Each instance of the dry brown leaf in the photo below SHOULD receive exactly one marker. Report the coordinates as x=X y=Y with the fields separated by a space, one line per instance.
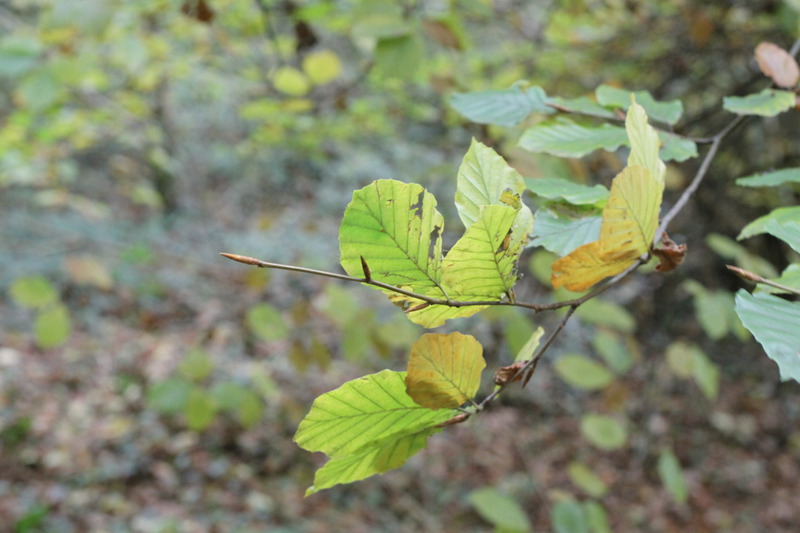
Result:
x=778 y=64
x=670 y=254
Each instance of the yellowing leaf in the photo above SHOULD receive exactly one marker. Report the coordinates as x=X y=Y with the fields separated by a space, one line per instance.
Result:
x=444 y=370
x=322 y=67
x=630 y=217
x=644 y=143
x=629 y=222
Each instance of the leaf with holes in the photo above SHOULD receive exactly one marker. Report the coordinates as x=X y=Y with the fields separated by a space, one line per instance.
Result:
x=506 y=107
x=444 y=370
x=774 y=322
x=369 y=461
x=630 y=216
x=365 y=412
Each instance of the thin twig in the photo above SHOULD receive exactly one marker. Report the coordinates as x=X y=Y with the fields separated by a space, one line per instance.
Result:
x=755 y=278
x=698 y=177
x=533 y=361
x=370 y=281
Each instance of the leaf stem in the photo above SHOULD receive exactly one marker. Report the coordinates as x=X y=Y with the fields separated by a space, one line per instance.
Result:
x=755 y=278
x=371 y=281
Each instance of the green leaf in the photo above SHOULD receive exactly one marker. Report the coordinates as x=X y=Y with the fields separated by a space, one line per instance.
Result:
x=444 y=370
x=788 y=232
x=568 y=191
x=52 y=326
x=40 y=89
x=197 y=365
x=667 y=112
x=767 y=103
x=565 y=138
x=482 y=178
x=603 y=431
x=706 y=375
x=482 y=263
x=243 y=402
x=582 y=372
x=604 y=313
x=596 y=517
x=669 y=470
x=527 y=351
x=771 y=179
x=613 y=350
x=266 y=323
x=396 y=228
x=200 y=409
x=366 y=412
x=399 y=57
x=774 y=322
x=730 y=249
x=780 y=215
x=789 y=277
x=582 y=105
x=369 y=461
x=676 y=148
x=500 y=510
x=169 y=396
x=567 y=517
x=507 y=107
x=18 y=55
x=712 y=309
x=644 y=143
x=585 y=479
x=563 y=234
x=33 y=291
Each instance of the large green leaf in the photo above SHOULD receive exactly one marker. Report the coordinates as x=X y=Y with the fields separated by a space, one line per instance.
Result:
x=774 y=322
x=369 y=461
x=484 y=178
x=562 y=234
x=771 y=179
x=781 y=215
x=506 y=107
x=667 y=112
x=480 y=266
x=444 y=370
x=567 y=191
x=396 y=228
x=565 y=138
x=368 y=412
x=767 y=103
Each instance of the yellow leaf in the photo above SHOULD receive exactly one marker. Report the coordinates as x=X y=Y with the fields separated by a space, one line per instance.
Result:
x=444 y=370
x=630 y=217
x=629 y=223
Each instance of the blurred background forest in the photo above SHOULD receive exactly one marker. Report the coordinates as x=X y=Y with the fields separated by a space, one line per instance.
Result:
x=148 y=385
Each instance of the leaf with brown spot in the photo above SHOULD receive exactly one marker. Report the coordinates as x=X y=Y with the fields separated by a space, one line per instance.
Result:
x=444 y=370
x=778 y=64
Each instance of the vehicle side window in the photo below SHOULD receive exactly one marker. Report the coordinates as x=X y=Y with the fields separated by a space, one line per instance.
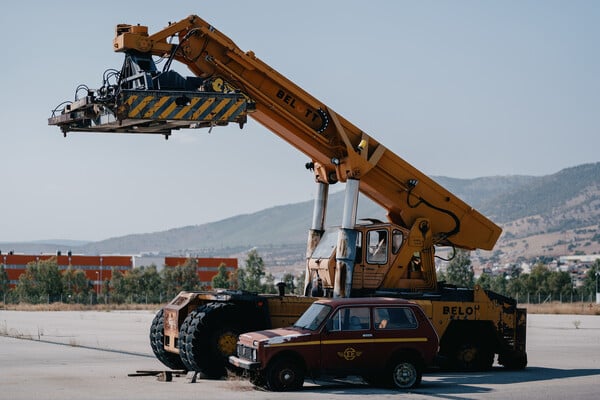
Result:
x=397 y=239
x=358 y=258
x=394 y=318
x=378 y=249
x=350 y=319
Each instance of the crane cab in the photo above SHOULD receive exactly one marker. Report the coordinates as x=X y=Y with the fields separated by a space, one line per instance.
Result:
x=386 y=256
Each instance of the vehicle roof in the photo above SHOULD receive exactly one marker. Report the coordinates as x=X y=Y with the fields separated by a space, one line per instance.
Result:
x=367 y=301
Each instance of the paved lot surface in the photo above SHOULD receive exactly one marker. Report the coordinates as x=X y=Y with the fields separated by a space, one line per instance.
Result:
x=88 y=355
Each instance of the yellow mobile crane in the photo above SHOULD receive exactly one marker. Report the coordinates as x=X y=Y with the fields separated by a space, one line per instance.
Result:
x=197 y=331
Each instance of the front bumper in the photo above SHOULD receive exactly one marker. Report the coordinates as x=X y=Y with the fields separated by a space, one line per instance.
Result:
x=243 y=363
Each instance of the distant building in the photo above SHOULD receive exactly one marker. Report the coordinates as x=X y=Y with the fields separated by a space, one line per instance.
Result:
x=206 y=267
x=97 y=268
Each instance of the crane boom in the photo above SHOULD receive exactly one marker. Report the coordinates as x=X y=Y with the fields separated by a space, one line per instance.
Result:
x=339 y=149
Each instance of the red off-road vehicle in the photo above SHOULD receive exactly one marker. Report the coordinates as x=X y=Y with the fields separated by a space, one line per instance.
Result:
x=386 y=341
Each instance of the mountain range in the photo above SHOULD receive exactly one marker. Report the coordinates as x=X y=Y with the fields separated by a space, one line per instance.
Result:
x=551 y=215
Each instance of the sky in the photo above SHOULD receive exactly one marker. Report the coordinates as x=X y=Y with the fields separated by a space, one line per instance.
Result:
x=458 y=89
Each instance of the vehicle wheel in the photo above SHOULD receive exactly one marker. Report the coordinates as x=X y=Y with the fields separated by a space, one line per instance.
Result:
x=284 y=374
x=405 y=374
x=183 y=354
x=473 y=356
x=210 y=338
x=157 y=336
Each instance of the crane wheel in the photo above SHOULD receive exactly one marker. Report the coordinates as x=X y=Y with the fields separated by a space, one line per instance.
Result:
x=208 y=337
x=471 y=355
x=171 y=360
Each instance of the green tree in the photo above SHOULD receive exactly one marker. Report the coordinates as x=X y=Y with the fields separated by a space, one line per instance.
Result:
x=560 y=284
x=589 y=281
x=182 y=277
x=460 y=270
x=269 y=285
x=254 y=272
x=221 y=279
x=142 y=285
x=4 y=282
x=290 y=282
x=118 y=287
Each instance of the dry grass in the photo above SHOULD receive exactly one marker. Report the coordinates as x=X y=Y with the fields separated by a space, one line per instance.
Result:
x=563 y=308
x=78 y=307
x=546 y=308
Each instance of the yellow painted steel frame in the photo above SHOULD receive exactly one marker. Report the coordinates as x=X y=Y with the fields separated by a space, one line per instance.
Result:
x=339 y=149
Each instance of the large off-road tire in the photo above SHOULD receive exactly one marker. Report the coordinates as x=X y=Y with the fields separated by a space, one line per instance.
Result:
x=284 y=374
x=208 y=337
x=182 y=334
x=171 y=360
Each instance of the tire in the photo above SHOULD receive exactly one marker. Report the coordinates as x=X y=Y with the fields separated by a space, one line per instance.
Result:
x=284 y=374
x=182 y=334
x=405 y=373
x=157 y=336
x=209 y=338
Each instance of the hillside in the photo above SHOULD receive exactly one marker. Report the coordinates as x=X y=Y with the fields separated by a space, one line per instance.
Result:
x=552 y=215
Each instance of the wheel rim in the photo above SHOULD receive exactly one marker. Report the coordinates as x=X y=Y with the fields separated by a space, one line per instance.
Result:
x=405 y=375
x=227 y=343
x=287 y=377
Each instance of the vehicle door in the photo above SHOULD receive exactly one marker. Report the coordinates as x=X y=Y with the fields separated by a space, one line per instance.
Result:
x=395 y=327
x=346 y=341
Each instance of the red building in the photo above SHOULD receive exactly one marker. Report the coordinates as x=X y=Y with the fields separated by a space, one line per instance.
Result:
x=97 y=268
x=207 y=267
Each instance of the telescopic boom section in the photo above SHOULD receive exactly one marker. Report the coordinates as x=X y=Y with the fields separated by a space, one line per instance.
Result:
x=339 y=150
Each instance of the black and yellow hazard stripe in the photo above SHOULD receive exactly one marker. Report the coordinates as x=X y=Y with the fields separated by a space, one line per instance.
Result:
x=188 y=106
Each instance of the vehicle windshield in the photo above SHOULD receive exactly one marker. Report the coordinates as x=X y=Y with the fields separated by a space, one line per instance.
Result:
x=313 y=317
x=326 y=245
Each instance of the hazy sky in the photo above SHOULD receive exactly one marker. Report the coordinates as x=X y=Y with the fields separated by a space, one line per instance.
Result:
x=459 y=89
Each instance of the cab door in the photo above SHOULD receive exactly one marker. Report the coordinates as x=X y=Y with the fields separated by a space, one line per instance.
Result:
x=347 y=341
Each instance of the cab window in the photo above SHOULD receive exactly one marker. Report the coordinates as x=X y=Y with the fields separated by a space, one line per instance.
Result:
x=397 y=239
x=377 y=244
x=394 y=318
x=350 y=319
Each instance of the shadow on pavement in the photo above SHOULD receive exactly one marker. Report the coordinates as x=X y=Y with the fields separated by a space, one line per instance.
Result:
x=449 y=385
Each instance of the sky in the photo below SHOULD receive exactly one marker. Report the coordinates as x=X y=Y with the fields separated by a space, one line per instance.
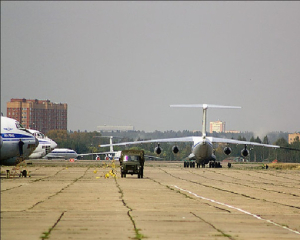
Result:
x=125 y=63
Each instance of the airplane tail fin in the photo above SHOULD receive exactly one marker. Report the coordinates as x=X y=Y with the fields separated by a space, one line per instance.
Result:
x=205 y=107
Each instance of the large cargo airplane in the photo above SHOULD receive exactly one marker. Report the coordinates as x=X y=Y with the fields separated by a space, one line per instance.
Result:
x=202 y=150
x=62 y=153
x=46 y=145
x=11 y=133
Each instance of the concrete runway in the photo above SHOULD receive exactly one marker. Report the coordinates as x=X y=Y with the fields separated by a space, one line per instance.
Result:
x=64 y=200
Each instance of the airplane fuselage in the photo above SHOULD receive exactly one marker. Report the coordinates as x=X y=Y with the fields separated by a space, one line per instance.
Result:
x=45 y=146
x=62 y=153
x=11 y=133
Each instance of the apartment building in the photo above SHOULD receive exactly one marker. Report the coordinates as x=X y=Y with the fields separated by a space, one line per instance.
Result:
x=41 y=115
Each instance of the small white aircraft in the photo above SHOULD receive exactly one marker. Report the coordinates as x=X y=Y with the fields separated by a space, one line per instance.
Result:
x=11 y=133
x=46 y=145
x=62 y=153
x=202 y=150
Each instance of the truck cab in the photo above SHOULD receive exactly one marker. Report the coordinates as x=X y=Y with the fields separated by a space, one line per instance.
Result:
x=132 y=162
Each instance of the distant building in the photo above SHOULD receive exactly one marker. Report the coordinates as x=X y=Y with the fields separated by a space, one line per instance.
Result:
x=232 y=131
x=41 y=115
x=217 y=126
x=108 y=128
x=292 y=137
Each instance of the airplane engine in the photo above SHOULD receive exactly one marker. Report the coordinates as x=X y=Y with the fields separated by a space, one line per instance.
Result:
x=245 y=152
x=227 y=150
x=175 y=149
x=157 y=150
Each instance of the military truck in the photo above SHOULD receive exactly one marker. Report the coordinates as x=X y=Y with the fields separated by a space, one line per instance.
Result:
x=132 y=162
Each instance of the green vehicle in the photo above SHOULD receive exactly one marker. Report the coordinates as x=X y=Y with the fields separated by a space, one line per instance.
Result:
x=132 y=162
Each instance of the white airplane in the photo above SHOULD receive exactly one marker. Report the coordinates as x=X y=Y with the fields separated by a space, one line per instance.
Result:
x=65 y=153
x=46 y=145
x=62 y=153
x=11 y=133
x=202 y=150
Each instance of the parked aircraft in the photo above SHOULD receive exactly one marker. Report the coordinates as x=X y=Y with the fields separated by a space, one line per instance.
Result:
x=62 y=153
x=202 y=150
x=11 y=133
x=46 y=145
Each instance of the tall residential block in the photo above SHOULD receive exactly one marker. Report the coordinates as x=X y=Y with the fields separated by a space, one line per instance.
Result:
x=293 y=136
x=41 y=115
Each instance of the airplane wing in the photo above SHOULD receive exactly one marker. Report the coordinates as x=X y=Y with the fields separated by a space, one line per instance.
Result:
x=233 y=141
x=193 y=139
x=182 y=139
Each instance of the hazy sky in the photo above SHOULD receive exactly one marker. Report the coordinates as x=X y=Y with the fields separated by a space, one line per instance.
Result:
x=124 y=63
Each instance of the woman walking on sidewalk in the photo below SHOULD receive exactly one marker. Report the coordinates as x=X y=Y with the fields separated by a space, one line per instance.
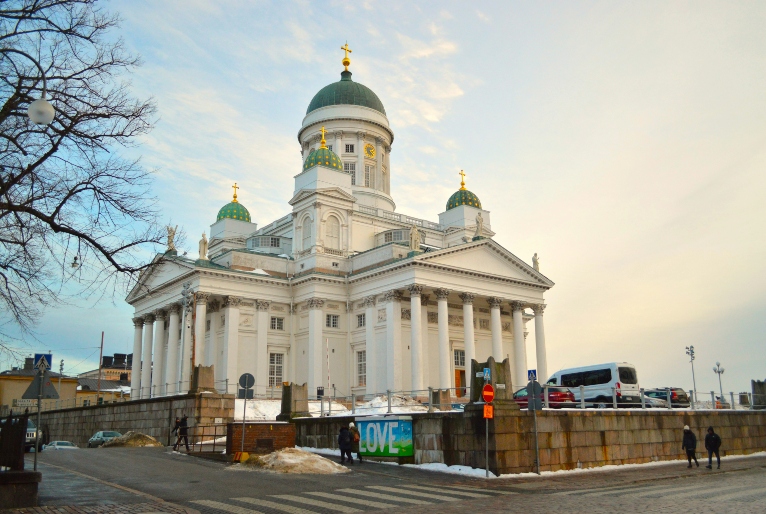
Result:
x=690 y=445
::::::::::
* _TASK INSTRUCTIONS_
Offset every x and y coordinate in the results by -111 across the part of the records that opens with the line containing "Each instance of the vehicle side" and closes with the line containing "x=367 y=301", both lines included. Write out that whole stretch with all other text unchanged, and leave the pictures out.

* _CORRECT RESULT_
Each instance of the vehicle side window in the photo below SHOULD receive exactly one marker. Report the coordinates as x=X y=Y with the fields separated by a space, one line per instance.
Result:
x=286 y=128
x=247 y=147
x=283 y=207
x=267 y=138
x=239 y=208
Each instance of the crane cab in the photo above SHOULD receive exactly one marker. Report the coordinates as x=X y=Y with the fields separated by a space, one line per instance.
Result:
x=275 y=145
Each instance of the vehicle roof in the photo above SHOULD receive exactly one marker. Report the coordinates as x=X y=Y with the fields separated by a space, one line per instance.
Result:
x=256 y=190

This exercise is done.